Personal ads. They’re … personal! Very.
♡
What do I want?
There are a lot of post-it notes in my life right now. Not literally, though also.
A lot of things that are reminders and placeholders, so many that I don’t feel like looking at any of them.
These are all doors. I want to either close them or pass through them, so that I can move forward to new and better adventures.
What do I know about this wish so far?
This has to do with clarity, getting clear, being willing to see what is. Eliminating as part of illuminating. Also, trusting that seeing can’t hurt me.
Trusting that seeing can’t hurt me.
Anything else?
This wish is related to ordering all the ops. Looking at my projects, and allowing all the parts and pieces to reconfigure into a new order.
And this wish has to do with letting things go, and saying thank you. Thank you for having been. Thank you for leaving. Thank you in advance, new things coming in. Thank you for this moment of goodbye.
What else do I know about this?
A year ago I was saying lots and lots of goodbyes.

++++

GOAL:
Continue the reflection on post-it notes, clarity and saying goodbye, picking up right after its final line.

DATA PROVIDED:
++++

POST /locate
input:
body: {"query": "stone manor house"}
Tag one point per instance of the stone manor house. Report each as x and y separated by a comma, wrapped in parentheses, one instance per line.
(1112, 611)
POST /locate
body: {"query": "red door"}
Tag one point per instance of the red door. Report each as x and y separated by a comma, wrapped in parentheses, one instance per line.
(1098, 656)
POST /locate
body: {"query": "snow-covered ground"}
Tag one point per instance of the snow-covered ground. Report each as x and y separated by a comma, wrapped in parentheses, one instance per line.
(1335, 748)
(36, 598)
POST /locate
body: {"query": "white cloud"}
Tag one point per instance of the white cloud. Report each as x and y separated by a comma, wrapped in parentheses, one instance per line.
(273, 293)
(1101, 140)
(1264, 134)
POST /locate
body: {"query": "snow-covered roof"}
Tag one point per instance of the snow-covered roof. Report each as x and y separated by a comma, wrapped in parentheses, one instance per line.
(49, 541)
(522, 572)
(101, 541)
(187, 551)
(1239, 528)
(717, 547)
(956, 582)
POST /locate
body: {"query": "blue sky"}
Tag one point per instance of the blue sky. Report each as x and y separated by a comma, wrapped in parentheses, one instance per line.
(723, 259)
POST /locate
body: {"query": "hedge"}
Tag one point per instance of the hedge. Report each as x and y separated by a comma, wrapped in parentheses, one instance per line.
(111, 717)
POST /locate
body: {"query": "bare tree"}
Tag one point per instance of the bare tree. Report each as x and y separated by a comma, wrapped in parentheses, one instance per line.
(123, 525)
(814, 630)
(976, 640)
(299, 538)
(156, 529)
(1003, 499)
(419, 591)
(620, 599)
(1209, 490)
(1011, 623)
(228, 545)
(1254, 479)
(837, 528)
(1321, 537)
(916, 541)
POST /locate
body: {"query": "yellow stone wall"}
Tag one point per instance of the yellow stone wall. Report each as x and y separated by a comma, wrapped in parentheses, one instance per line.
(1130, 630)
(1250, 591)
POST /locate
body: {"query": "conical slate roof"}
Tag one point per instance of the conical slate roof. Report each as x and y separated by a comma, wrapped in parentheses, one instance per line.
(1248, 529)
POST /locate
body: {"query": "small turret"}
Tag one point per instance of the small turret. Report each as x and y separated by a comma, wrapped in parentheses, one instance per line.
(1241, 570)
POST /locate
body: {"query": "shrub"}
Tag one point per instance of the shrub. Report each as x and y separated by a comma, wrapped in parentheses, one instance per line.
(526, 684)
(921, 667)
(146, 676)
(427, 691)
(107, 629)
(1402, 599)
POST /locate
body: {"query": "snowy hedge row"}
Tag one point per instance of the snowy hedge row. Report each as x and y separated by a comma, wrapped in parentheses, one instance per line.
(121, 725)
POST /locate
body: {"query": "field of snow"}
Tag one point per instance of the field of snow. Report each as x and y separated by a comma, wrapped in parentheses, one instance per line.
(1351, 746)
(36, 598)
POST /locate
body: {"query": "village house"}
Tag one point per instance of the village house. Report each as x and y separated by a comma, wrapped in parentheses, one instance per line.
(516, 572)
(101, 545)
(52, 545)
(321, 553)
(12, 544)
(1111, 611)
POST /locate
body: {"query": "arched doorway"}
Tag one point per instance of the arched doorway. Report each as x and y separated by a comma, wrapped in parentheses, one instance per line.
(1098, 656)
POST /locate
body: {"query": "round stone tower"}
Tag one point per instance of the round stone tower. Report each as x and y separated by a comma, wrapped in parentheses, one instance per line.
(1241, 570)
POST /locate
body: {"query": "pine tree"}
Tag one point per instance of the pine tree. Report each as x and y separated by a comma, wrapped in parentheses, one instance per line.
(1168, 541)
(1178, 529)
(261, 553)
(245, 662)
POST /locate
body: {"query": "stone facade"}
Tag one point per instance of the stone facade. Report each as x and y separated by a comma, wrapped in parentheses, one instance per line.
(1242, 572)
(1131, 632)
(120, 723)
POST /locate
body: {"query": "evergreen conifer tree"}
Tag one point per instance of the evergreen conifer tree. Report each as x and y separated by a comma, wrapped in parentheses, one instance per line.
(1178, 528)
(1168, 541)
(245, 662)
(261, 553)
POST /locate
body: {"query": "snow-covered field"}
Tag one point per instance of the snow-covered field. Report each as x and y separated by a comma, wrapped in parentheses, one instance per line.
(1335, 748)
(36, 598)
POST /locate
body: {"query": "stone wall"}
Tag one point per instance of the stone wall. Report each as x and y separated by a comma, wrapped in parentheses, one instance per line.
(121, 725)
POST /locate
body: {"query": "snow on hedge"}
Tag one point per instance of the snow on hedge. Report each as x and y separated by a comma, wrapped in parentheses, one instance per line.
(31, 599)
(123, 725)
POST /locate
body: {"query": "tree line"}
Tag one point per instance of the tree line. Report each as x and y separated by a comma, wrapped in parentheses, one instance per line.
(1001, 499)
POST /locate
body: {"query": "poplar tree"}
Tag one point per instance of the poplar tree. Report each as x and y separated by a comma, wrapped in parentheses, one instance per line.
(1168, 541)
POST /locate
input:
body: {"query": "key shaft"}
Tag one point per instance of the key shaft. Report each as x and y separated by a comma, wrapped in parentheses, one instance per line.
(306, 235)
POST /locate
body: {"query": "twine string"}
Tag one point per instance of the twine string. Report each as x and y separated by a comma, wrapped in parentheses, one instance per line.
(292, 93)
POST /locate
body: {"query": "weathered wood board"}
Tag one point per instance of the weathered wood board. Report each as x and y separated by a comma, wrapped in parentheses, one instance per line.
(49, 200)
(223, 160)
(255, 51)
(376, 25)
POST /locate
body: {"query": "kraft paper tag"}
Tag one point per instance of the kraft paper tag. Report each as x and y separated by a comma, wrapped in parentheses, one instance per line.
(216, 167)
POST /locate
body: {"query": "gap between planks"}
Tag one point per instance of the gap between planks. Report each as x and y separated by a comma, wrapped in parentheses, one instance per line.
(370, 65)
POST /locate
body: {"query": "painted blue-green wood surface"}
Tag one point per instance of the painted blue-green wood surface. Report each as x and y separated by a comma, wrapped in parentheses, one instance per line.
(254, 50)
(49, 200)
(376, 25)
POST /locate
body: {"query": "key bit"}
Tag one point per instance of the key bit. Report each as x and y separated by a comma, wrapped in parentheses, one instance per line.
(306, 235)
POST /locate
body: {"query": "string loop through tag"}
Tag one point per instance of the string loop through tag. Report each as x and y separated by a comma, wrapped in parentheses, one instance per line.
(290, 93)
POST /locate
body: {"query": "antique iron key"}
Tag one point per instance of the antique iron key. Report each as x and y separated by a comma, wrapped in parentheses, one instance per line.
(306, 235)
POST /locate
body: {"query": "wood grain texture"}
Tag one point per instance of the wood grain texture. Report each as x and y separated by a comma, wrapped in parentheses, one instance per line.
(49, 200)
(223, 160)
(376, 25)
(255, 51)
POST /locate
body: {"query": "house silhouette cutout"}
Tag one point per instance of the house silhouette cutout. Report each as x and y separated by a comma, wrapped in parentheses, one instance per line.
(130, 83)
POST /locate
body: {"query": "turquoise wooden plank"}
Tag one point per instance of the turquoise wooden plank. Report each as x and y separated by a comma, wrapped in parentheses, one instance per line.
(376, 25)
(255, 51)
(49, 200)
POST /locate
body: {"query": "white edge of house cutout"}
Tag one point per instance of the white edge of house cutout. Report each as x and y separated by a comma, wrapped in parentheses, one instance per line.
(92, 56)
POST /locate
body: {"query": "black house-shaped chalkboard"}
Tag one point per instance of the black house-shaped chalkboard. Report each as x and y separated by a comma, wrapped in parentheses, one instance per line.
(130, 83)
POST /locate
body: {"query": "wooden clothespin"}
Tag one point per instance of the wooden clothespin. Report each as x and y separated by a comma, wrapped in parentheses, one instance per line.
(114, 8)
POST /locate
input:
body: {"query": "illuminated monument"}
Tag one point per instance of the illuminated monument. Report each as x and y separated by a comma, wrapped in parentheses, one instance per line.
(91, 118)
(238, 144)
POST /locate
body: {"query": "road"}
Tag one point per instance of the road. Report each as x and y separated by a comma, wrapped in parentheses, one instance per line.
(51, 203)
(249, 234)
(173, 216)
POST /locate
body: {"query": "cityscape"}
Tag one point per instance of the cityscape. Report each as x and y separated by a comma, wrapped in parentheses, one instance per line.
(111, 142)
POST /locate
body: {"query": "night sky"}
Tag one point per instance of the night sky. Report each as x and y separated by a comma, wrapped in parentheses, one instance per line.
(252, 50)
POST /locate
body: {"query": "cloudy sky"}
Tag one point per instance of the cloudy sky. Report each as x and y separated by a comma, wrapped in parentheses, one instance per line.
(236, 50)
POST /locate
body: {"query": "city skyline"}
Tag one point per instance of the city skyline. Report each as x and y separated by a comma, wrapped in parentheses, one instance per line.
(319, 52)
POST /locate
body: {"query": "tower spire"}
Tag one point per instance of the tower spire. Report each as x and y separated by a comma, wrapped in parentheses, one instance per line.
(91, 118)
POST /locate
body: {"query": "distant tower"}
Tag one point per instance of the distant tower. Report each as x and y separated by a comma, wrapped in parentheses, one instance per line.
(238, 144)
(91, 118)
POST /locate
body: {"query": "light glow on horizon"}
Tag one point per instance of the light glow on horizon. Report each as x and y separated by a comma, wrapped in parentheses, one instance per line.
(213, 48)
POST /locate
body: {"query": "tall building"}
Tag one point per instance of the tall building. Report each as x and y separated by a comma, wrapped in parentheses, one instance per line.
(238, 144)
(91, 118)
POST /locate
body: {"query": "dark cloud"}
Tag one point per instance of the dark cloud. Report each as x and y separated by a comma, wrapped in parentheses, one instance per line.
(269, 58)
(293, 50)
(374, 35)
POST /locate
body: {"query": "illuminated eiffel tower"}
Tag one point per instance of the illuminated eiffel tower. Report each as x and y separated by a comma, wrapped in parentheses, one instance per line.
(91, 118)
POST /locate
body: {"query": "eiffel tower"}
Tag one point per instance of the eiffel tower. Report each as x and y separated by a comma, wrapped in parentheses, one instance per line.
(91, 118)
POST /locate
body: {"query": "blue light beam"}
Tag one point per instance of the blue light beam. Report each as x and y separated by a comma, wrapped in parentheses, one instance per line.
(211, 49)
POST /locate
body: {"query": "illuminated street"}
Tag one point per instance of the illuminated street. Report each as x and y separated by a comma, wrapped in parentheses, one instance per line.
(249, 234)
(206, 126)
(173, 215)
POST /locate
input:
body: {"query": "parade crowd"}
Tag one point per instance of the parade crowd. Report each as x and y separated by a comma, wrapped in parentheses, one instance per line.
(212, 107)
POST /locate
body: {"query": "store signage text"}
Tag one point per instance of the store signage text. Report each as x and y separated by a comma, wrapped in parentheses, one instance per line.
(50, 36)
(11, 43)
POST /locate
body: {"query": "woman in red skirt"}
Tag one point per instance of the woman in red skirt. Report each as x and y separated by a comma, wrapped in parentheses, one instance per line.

++++

RESPONSE TO THE EXERCISE:
Right now I am saying one goodbye, but it is a goodbye not just to a person/relationship, it is a goodbye to a whole way of being. It is a goodbye to agreeing not to see things that are uncomfortable.
Where do I want to start?
I was at the Playground this morning, getting things ready for Rally (Rally!) this week, and found these awesome colorful thin foam sheets in the arts & crafts section.
There is enough room on each for one big post-it and one small one.
I took six of these and turned them into Mission Cards.
Each mission has to do with closing a door, and opening up new possibilities.
Each card has a big post-it with the name of the Mission or Op. And a small post-it with a list of Cornish Witching Undergarments aka tiny first steps. And then on top of that is a second small one with one tiny step, the only thing I have to do for now.
I am going to use these six missions as my practice this week.
Here they are:
- Operation K Has A Crown.
- Operation Flippity-Wah!
- Mission of the One Wish.
- Operation Solve for N.
- Operation Jazz Hands!
- Mission: Emptying To Let In The Light.
Here’s how I’m playing.
Through setting clear intentions. And doing this with Playfulness.
Like how when little kids set up the world they’re playing in. “Let’s say the kingdom ends here! Let’s say people can fly! But only over the part where the ground is lava!”
Let’s say….
- Each mission is a door and a passage.
- Each door I close activates a new opening that brings good into my life.
- These missions are fractal flowers: working on each piece helps all the other pieces, and also has a positive impact on all the other projects and missions not represented here.
-
These missions can be fun. I can smile. Everything in my life supports this.
What else do I need? What will help?
Playmates, of course.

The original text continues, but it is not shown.